- **GIVEN DATA**:
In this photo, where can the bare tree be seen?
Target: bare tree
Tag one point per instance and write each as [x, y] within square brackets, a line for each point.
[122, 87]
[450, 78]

- **WHAT TO PRODUCE**: If a line in the records contains "bare", report it.

- **REPLY TO THE EXERCISE**:
In this photo, where can the bare tree be seen?
Target: bare tree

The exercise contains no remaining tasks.